* **YOUR OBJECTIVE**:
Your task is to copy all of the entries exactly as they are given.
****************************************
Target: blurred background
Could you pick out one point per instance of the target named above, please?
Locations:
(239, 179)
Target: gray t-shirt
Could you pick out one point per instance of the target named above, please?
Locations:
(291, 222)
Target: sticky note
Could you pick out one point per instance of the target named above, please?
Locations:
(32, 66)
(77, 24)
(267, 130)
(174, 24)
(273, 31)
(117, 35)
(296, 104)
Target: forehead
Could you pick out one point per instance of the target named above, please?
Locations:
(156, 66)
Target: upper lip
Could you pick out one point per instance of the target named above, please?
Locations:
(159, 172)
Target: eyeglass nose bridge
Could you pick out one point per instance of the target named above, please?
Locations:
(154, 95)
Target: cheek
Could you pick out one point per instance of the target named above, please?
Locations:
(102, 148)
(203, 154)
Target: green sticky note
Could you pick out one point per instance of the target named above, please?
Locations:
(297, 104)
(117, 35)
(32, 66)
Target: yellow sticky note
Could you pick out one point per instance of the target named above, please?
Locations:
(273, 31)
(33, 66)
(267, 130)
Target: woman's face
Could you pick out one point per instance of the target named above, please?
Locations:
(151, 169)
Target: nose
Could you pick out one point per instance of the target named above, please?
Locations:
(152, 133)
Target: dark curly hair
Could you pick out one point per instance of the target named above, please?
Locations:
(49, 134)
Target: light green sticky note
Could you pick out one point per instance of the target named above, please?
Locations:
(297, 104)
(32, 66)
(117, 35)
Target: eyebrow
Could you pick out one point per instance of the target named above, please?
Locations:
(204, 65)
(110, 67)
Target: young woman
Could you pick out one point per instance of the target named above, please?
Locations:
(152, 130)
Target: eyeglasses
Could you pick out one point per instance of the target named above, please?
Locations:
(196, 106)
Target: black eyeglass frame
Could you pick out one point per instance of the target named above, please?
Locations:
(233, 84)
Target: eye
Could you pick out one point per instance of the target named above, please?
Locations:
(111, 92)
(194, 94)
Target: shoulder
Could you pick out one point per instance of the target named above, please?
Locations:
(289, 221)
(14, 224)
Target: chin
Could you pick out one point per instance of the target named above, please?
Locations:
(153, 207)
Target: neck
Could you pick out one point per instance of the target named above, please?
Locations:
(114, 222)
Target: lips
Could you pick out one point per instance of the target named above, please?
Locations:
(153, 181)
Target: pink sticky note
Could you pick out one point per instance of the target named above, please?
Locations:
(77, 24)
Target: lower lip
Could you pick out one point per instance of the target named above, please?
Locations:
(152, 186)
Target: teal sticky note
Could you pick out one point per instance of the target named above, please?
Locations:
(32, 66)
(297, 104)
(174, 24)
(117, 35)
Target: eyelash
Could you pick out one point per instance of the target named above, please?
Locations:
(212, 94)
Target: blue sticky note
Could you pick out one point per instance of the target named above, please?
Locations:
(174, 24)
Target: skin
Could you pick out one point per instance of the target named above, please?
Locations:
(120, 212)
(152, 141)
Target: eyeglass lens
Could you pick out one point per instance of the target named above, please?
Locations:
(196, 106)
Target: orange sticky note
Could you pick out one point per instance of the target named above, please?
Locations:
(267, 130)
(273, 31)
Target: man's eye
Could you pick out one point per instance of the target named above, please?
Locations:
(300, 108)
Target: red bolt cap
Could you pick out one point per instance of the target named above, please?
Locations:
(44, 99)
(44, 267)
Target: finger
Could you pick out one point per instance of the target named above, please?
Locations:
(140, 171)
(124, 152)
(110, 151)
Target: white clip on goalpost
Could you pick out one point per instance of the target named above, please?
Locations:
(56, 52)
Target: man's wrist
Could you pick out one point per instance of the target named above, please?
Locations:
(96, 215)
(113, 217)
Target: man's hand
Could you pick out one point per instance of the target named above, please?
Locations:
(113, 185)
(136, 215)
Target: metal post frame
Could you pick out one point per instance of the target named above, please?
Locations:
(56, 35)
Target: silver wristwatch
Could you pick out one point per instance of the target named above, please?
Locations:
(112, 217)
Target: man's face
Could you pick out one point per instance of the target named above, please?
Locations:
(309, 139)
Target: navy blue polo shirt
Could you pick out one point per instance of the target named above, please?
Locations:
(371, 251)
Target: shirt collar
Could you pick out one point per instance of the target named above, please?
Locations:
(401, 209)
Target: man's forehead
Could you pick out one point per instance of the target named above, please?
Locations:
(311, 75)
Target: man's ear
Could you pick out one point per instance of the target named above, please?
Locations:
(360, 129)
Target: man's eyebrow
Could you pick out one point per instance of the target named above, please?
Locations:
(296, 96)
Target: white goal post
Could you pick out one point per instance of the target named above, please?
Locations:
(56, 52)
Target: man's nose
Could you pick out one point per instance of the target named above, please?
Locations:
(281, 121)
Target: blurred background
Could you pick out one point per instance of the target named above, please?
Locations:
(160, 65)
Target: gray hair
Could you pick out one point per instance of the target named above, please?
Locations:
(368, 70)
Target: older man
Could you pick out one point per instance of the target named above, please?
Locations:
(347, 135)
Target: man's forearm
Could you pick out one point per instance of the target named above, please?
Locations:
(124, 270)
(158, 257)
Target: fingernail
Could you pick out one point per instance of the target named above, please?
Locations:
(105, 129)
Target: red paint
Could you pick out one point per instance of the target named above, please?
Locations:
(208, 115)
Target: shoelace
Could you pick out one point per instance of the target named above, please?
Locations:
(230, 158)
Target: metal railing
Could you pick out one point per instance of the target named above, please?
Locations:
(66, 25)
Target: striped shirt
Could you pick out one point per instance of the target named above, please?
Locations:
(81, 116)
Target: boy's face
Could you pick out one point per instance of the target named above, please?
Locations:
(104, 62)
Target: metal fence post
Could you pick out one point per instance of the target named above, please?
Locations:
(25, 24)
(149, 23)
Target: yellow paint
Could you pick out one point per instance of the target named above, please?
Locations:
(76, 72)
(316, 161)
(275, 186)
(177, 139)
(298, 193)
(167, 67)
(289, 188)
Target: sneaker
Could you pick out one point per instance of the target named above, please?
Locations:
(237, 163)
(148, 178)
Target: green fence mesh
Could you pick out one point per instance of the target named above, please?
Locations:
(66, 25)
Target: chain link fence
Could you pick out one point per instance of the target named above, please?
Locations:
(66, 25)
****************************************
* **THE ANSWER**:
Target: blurred background
Could you pick out one point per instance of the target named above, please?
Locations:
(239, 179)
Target: gray t-shirt
Could you pick out one point per instance of the target named above, please?
Locations:
(291, 222)
Target: sticky note
Could you pick out one point per instance of the target named above, please?
Locations:
(32, 66)
(77, 24)
(267, 130)
(174, 24)
(273, 31)
(117, 35)
(296, 104)
Target: forehead
Could you pick out one point per instance of the target named above, please?
Locations:
(156, 66)
Target: upper lip
Could you pick out one point per instance of the target named above, please?
Locations:
(159, 172)
Target: eyeglass nose bridge
Could you pick out one point per instance of the target named above, please?
Locations:
(154, 95)
Target: cheek
Could you pick out one point per instance of the target named above, please?
Locations:
(102, 148)
(203, 154)
Target: green sticky note
Could you pick out one point per instance of the target named above, please?
Locations:
(297, 104)
(117, 35)
(32, 66)
Target: yellow sticky note
Could you pick out one point per instance of the target named above, please?
Locations:
(273, 31)
(33, 66)
(267, 130)
Target: woman's face
Could you pick out one point per instance of the target named above, please?
Locations:
(151, 169)
Target: nose
Could you pick out one point per instance of the target named above, please?
Locations:
(152, 133)
Target: dark curly hair
Could you pick out one point per instance of the target named above, please?
Locations:
(49, 134)
Target: light green sticky note
Could you pick out one point per instance of the target named above, please?
Locations:
(297, 104)
(32, 66)
(117, 35)
Target: eyebrow
Could you pick out one point per instance of the target named above, please?
Locations:
(204, 65)
(110, 67)
Target: young woman
Could you pick out one point per instance of the target named above, please?
Locations:
(152, 130)
Target: eyeglasses
Could you pick out one point per instance of the target named above, please?
Locations:
(196, 106)
Target: black eyeglass frame
Could you pick out one point per instance of the target named above, please?
Locations:
(233, 84)
Target: eye
Could you pick out one point per instance of the target named above, please?
Locations:
(111, 92)
(194, 94)
Target: shoulder
Could you pick out one point per instance of the target named above, please?
Locations:
(289, 221)
(14, 224)
Target: chin
Could you pick out one point per instance of the target named above, please?
Locations:
(153, 207)
Target: neck
Could you pick out one point per instance of the target named above, please?
Locations:
(114, 222)
Target: lips
Could you pick out one point per instance of the target named above, please?
Locations:
(153, 181)
Target: pink sticky note
Could you pick out one point per instance of the target named above, please?
Locations:
(77, 24)
Target: lower lip
Could you pick out one point per instance of the target named above, please?
Locations:
(152, 186)
Target: teal sticky note
Could you pick out one point per instance of the target named above, please?
Locations:
(32, 66)
(297, 104)
(174, 24)
(117, 35)
Target: eyelash
Could you pick out one point per instance of the target named above, please?
Locations:
(212, 94)
Target: blue sticky note
Could you pick out one point per instance of the target named above, please?
Locations:
(174, 24)
Target: skin
Could you pick out one point per instance of the target named above, please?
Locations:
(120, 212)
(152, 141)
Target: eyeglass lens
Could you pick out one point per instance of the target named above, please?
Locations:
(196, 106)
Target: orange sticky note
Could you pick out one point per instance of the target named above, please?
Locations:
(267, 130)
(273, 31)
Target: man's eye
Could you pick out one point per instance of the target named above, please?
Locations:
(300, 108)
Target: red bolt cap
Could you pick out one point per instance of the target named above, please?
Locations:
(44, 99)
(44, 267)
Target: finger
Could you pick out one point per instance of the target named above, please?
Locations:
(140, 171)
(124, 152)
(110, 151)
Target: white clip on goalpost
Could you pick out one point per instance of the target named above, please?
Locations:
(56, 52)
Target: man's wrist
Could you pick out one point per instance of the target named above, please?
Locations:
(96, 215)
(113, 217)
Target: man's hand
Could you pick out one point per instance of the target named above, please?
Locations:
(113, 185)
(136, 215)
Target: metal post frame
Could you pick out one point per instance of the target named above, please?
Locations:
(56, 35)
Target: silver wristwatch
Could you pick out one point per instance of the target named above, please?
Locations:
(112, 217)
Target: man's face
Could you pick out one point per instance of the target named above, please?
Locations:
(309, 139)
Target: navy blue polo shirt
Could you pick out one point per instance of the target named above, please?
Locations:
(371, 251)
Target: shirt collar
Could you pick out one point per instance of the target named above, please?
Locations:
(401, 209)
Target: man's forehead
Could you pick out one point per instance of the target named above, please?
Locations:
(311, 75)
Target: man's ear
Could you pick out one point per instance of the target named above, please?
Locations:
(360, 129)
Target: man's eyebrow
Could you pick out one point per instance of the target named above, please?
Locations:
(296, 96)
Target: white goal post
Could you pick out one point per instance of the target named above, please?
Locations:
(56, 52)
Target: man's nose
Could you pick out one point per instance of the target named above, please?
Locations:
(281, 121)
Target: blurred background
Could you pick out one point per instance of the target named above, please?
Locations:
(160, 65)
Target: gray hair
Could you pick out one point per instance of the target named above, please?
Locations:
(368, 70)
Target: older man
Could you pick out one point per instance of the target named above, please?
Locations:
(347, 135)
Target: man's forearm
Could you pick out one point per instance of the target named above, please?
Locations:
(124, 270)
(158, 257)
Target: fingernail
Could you pick out one point per instance of the target named above, please?
Locations:
(105, 129)
Target: red paint
Could you pick out one point per instance of the target named above, please?
Locations:
(208, 115)
Target: shoelace
Could you pick out one point per instance of the target named above, please?
Locations:
(230, 158)
Target: metal railing
Could you pick out one point per instance of the target named above, please?
Locations:
(66, 25)
Target: striped shirt
Could you pick out one point per instance of the target named above, please?
Locations:
(81, 116)
Target: boy's face
Could you pick out one point per instance of the target named above, please?
Locations:
(104, 62)
Target: metal fence post
Could you pick out one point per instance of the target named above, please?
Locations:
(25, 24)
(149, 23)
Target: yellow paint
Could you pick out one point per instance of the target named above, please?
Locations:
(76, 72)
(316, 161)
(275, 186)
(177, 139)
(298, 193)
(167, 67)
(289, 188)
Target: sneaker
Could you pick out one point per instance of the target named above, please?
Locations:
(237, 163)
(148, 178)
Target: green fence mesh
Could you pick out one point per instance of the target named above, please?
Locations:
(66, 25)
Target: chain link fence
Could you pick out one point per instance of the target named above, please?
Locations:
(66, 25)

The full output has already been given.